ISPs will pass on their favorite rumor for each range, adding themselves to the path of networks. (They must also withdraw the rumors if they become disconnected from their upstream source, or their upstream withdraws it.) Business like hosting providers won't pass on any rumors other than those they started, as no one involved wants them to be a path between the ISPs. (Most ISPs will generally restrict the kinds of rumors their non ISP peers can spread, usually in terms of what IP ranges the peer owns.)

Convergence in BGP is easy in the "good news" direction, and a clusterfuck in the "bad news" direction. When a new range is advertised, or the path is getting shorter, it is smooth sailing, as each network more or less just takes the new route as is and passes it on without hesitation. In the bad news direction, where either something is getting retracted entirely, or the path is going to get much longer, we get something called "path hunting."

As an example of path hunting: Lets say the old paths for a rumor were A-B-C and A-B-D, but C is also connected to D. (C and D spread rumors to each other, but the extended paths A-B-C-D and A-B-D-C are longer, thus not used yet.) A-B gets cut. B tells both C and D that it is withdrawing the rumor. Simultaneously D looks at the rumor A-B-C-D and C looks at the rumor A-B-D-C, and say "well I've got this slightly worse path lying around, might as well use it." Then they spread that rumor to their down streams not realizing that it is vulnerable to the same event that cost them the more direct route. (They have no idea why B withdraw the rumor from them.) The paths, especially when removing an IP range entirely, can get really crazy. (A lot of core internet infrastructure uses delays to prevent the same IP range from updating too often, which tamps down on the crazy path exploration and can actually speed things up in these cases.)

▸ **Supplied data**:

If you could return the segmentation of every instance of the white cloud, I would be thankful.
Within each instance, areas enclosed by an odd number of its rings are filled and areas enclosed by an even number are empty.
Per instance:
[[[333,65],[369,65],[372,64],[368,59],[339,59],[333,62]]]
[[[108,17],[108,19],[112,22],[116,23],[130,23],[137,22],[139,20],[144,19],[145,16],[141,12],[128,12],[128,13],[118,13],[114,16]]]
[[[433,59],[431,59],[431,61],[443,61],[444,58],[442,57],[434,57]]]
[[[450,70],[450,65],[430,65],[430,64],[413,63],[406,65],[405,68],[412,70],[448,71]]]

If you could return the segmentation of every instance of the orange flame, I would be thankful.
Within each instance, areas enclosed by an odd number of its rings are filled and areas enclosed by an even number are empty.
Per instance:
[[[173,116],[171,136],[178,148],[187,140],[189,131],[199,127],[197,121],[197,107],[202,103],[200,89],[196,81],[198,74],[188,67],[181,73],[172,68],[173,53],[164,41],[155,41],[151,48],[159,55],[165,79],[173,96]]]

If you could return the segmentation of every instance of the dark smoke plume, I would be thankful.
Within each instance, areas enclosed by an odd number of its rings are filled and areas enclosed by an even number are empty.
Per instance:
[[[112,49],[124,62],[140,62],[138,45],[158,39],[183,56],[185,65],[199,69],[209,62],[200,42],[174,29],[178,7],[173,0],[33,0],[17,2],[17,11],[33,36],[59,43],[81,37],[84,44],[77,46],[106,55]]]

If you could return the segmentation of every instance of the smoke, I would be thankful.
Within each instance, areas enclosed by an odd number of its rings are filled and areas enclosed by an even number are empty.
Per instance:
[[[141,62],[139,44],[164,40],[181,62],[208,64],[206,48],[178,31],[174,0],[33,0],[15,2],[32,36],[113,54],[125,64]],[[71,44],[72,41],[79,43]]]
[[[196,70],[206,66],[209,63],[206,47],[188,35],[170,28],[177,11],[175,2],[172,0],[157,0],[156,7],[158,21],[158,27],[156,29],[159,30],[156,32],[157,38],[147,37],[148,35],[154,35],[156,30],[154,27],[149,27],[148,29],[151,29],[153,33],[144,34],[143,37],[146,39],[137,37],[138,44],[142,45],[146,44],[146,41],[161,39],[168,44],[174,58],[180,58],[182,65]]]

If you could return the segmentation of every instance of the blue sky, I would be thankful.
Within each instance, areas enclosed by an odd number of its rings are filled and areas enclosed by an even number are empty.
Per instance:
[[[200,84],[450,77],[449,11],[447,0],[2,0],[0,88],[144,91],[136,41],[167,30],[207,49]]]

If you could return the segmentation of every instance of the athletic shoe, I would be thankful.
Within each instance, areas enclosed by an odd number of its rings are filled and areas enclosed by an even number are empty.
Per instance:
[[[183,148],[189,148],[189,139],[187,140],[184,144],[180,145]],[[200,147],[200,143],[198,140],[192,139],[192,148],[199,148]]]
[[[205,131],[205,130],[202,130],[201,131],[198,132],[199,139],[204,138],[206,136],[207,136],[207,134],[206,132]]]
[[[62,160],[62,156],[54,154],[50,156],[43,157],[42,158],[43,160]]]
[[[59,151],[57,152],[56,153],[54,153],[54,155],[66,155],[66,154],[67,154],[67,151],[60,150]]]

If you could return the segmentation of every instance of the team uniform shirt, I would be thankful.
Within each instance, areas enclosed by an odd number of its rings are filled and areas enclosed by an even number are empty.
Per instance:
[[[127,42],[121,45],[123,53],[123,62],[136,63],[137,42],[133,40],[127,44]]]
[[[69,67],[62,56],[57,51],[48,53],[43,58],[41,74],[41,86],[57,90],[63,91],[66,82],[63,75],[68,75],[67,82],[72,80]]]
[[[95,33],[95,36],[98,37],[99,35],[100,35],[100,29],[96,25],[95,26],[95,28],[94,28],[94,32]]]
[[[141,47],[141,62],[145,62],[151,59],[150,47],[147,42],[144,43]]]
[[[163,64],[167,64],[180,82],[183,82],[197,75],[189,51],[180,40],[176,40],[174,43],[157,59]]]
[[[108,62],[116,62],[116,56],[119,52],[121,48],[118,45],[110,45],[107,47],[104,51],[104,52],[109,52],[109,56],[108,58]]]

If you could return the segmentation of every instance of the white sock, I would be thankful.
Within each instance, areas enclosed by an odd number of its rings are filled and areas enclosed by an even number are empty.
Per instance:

▸ **Exercise objective**: Extract the portion of the BGP explanation that runs from "ISPs will pass" up to and including "the peer owns.)".

▸ **Solved problem**:
ISPs will pass on their favorite rumor for each range, adding themselves to the path of networks. (They must also withdraw the rumors if they become disconnected from their upstream source, or their upstream withdraws it.) Business like hosting providers won't pass on any rumors other than those they started, as no one involved wants them to be a path between the ISPs. (Most ISPs will generally restrict the kinds of rumors their non ISP peers can spread, usually in terms of what IP ranges the peer owns.)